> _出題内容_:
下にあるアルコール溶媒についての文章を、全文そのまま一字一句違えずに書き写してもらえますか？

> _提示文_:

前記アルコール(C)は、前記アルコール可溶型ウレタン樹脂(A)や前記加水分解性基含有化合物(B)の溶媒に使用する。
【0138】
前記アルコール(C)は、直鎖構造、分岐構造、環状構造などの何れの構造のものでもよいが、前記ウレタン樹脂(A)の溶解のしやすさを高める観点から、メチルアルコール、エチルアルコール、n−プロピルアルコール、イソプロピルアルコール、n−ブチルアルコール、イソブチルアルコール、t−ブチルアルコールなどの好ましくは1〜7個、より好ましくは1〜4個の炭素原子数を有するアルコールを使用することが好ましく、メチルアルコール、エチルアルコール、n−プロピルアルコール、イソプロピルアルコールを単独または2種以上併用して使用することがより好ましい。

> _レコード抜粋_:
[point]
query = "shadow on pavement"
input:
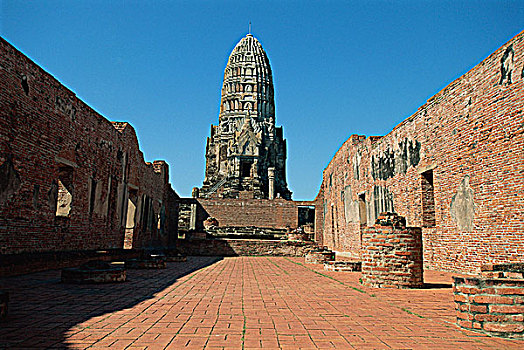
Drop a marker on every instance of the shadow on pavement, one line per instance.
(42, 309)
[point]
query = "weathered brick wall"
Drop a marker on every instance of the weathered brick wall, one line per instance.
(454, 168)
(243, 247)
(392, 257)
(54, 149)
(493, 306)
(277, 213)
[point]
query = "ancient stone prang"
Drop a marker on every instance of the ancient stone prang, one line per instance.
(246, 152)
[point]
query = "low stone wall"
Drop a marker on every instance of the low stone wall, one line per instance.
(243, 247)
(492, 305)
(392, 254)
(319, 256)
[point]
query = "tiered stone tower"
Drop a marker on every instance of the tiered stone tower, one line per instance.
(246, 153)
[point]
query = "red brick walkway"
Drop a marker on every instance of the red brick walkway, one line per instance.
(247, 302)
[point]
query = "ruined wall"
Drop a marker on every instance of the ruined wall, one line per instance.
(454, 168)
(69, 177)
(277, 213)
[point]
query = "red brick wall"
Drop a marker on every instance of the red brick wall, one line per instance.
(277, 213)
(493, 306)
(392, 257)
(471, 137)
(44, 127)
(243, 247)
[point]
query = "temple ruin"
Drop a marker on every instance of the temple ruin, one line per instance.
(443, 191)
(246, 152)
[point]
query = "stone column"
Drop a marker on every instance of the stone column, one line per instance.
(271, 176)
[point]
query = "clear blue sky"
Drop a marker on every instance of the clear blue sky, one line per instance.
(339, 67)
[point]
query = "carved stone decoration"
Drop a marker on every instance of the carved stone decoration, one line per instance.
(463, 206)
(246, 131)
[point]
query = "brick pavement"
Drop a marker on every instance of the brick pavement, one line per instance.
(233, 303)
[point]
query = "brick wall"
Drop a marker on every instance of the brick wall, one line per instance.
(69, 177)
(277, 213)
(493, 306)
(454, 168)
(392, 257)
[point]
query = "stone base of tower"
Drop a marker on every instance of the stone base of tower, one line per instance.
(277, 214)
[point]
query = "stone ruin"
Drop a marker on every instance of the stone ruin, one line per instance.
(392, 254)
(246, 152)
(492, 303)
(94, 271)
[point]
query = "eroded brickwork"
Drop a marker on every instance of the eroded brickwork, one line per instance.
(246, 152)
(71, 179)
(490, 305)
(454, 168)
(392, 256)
---
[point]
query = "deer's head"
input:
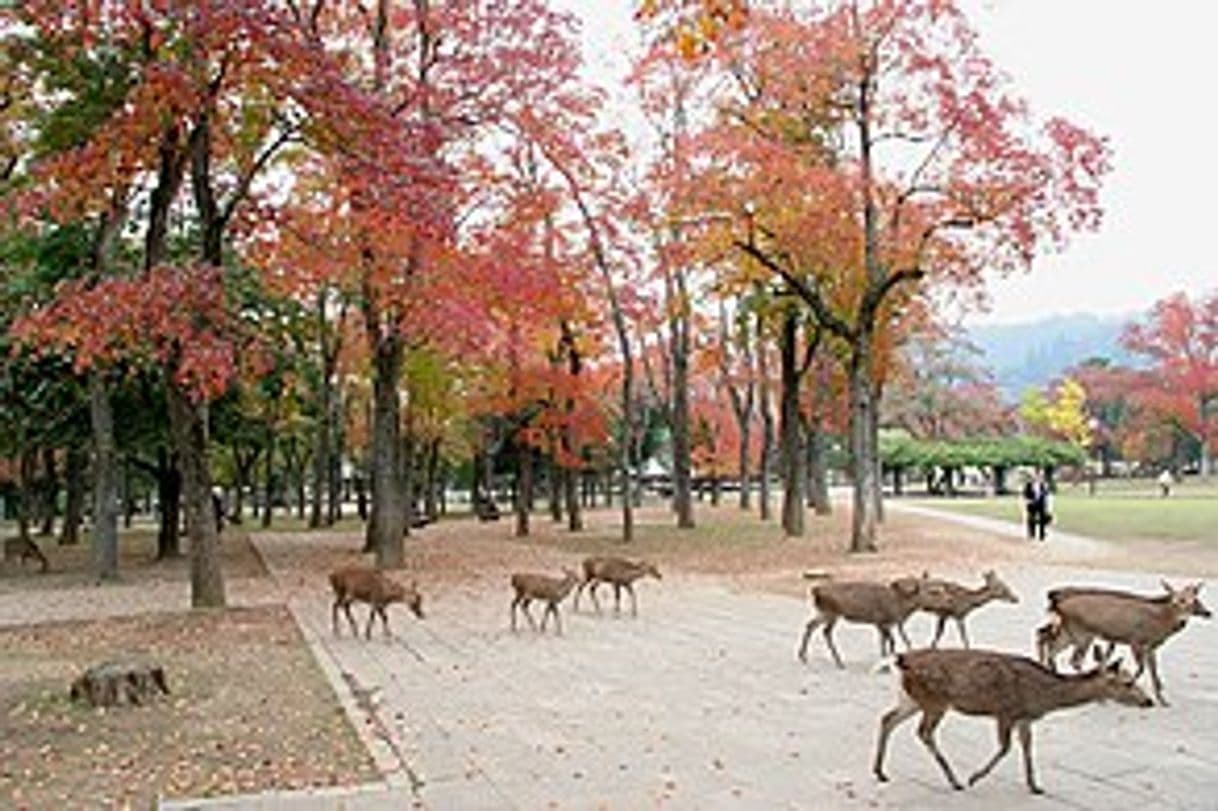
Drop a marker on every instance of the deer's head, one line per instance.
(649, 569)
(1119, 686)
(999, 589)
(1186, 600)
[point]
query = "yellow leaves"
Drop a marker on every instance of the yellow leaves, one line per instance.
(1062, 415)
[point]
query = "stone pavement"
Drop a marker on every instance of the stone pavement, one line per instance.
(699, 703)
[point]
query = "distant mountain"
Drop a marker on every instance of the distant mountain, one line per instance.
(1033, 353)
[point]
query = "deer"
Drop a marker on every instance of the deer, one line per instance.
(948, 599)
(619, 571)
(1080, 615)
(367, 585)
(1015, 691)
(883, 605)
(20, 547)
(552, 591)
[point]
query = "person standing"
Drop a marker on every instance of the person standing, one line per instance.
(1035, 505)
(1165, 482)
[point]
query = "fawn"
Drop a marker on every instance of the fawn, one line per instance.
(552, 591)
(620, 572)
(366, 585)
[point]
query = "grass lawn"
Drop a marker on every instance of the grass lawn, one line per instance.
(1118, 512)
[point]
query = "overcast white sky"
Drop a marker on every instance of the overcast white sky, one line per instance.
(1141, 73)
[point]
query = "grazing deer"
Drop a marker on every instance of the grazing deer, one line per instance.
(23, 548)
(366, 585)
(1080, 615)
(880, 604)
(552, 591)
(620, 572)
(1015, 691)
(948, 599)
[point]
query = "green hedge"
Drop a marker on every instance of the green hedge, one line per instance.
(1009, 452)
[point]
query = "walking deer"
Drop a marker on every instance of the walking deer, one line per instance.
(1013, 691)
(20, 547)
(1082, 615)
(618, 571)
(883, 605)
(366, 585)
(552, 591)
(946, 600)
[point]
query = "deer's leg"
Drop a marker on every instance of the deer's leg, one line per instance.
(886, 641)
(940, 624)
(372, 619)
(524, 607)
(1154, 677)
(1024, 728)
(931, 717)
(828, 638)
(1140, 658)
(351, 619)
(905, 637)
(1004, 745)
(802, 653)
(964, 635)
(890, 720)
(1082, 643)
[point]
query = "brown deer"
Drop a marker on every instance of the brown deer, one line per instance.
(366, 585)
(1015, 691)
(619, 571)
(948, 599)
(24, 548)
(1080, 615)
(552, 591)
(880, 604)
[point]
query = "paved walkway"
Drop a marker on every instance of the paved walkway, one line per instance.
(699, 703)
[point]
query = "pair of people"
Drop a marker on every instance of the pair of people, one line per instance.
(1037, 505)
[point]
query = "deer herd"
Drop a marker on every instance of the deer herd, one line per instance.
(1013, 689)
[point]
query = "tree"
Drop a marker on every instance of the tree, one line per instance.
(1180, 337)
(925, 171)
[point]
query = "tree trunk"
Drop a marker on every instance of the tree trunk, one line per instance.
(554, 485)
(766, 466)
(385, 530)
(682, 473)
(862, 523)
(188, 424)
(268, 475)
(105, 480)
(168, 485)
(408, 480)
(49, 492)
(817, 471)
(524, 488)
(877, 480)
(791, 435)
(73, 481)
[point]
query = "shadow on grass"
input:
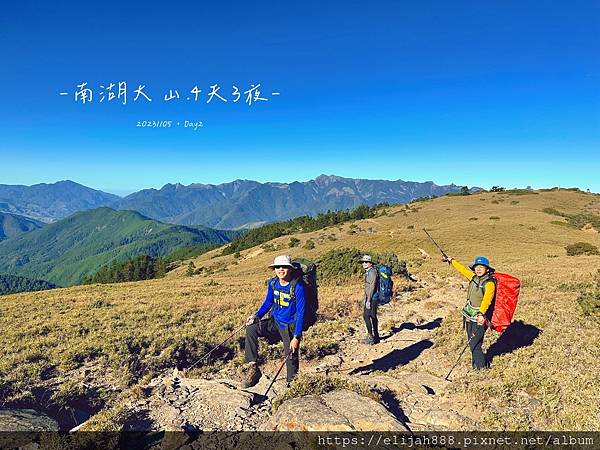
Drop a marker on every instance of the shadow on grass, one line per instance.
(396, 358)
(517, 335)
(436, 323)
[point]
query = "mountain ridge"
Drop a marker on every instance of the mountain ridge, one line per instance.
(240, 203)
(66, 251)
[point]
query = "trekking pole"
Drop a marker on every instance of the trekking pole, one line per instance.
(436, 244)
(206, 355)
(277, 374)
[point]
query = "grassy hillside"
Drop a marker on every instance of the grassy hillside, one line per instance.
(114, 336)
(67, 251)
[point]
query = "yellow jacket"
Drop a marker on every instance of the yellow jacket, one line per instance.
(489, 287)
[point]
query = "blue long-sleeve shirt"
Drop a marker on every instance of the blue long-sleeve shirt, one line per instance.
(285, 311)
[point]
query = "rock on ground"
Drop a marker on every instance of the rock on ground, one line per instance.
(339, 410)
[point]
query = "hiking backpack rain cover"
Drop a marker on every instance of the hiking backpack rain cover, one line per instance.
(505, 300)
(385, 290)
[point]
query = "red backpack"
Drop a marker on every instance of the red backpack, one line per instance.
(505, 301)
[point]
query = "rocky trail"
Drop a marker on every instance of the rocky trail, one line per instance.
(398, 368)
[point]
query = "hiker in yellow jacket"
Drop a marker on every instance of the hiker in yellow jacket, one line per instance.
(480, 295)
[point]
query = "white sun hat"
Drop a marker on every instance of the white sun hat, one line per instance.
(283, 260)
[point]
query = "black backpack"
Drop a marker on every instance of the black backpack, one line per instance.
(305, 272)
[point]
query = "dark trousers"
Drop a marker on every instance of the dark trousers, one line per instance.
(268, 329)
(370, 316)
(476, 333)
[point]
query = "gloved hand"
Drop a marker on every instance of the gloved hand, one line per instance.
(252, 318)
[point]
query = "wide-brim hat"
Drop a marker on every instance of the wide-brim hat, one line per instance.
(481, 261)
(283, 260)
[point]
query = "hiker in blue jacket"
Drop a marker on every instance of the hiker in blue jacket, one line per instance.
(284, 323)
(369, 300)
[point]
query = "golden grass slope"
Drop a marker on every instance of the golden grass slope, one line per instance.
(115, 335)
* * *
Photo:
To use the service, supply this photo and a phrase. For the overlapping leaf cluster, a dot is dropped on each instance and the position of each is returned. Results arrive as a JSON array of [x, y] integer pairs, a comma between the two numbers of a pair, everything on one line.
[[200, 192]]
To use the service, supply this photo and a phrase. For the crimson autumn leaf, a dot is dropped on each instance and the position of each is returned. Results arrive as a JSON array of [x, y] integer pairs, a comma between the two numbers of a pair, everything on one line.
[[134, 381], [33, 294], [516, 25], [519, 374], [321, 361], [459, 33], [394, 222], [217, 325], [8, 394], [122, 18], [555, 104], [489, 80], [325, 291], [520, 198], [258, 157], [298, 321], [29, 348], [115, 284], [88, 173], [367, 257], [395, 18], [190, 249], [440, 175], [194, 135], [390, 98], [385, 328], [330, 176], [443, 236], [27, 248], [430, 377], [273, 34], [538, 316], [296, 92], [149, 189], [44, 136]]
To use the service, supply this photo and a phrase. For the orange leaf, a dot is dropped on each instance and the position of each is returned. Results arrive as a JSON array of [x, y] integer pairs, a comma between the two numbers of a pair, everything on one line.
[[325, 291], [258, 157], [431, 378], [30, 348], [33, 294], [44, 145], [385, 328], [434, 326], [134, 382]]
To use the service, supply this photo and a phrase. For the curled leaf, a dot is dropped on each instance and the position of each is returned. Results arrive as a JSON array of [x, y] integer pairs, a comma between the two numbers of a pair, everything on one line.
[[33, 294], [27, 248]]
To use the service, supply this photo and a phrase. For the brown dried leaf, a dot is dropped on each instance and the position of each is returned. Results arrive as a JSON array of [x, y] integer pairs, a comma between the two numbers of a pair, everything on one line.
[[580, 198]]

> _完成解答_:
前記アルコール(C)は、前記アルコール可溶型ウレタン樹脂(A)や前記加水分解性基含有化合物(B)の溶媒に使用する。
【0138】
前記アルコール(C)は、直鎖構造、分岐構造、環状構造などの何れの構造のものでもよいが、前記ウレタン樹脂(A)の溶解のしやすさを高める観点から、メチルアルコール、エチルアルコール、n−プロピルアルコール、イソプロピルアルコール、n−ブチルアルコール、イソブチルアルコール、t−ブチルアルコールなどの好ましくは1〜7個、より好ましくは1〜4個の炭素原子数を有するアルコールを使用することが好ましく、メチルアルコール、エチルアルコール、n−プロピルアルコール、イソプロピルアルコールを単独または2種以上併用して使用することがより好ましい。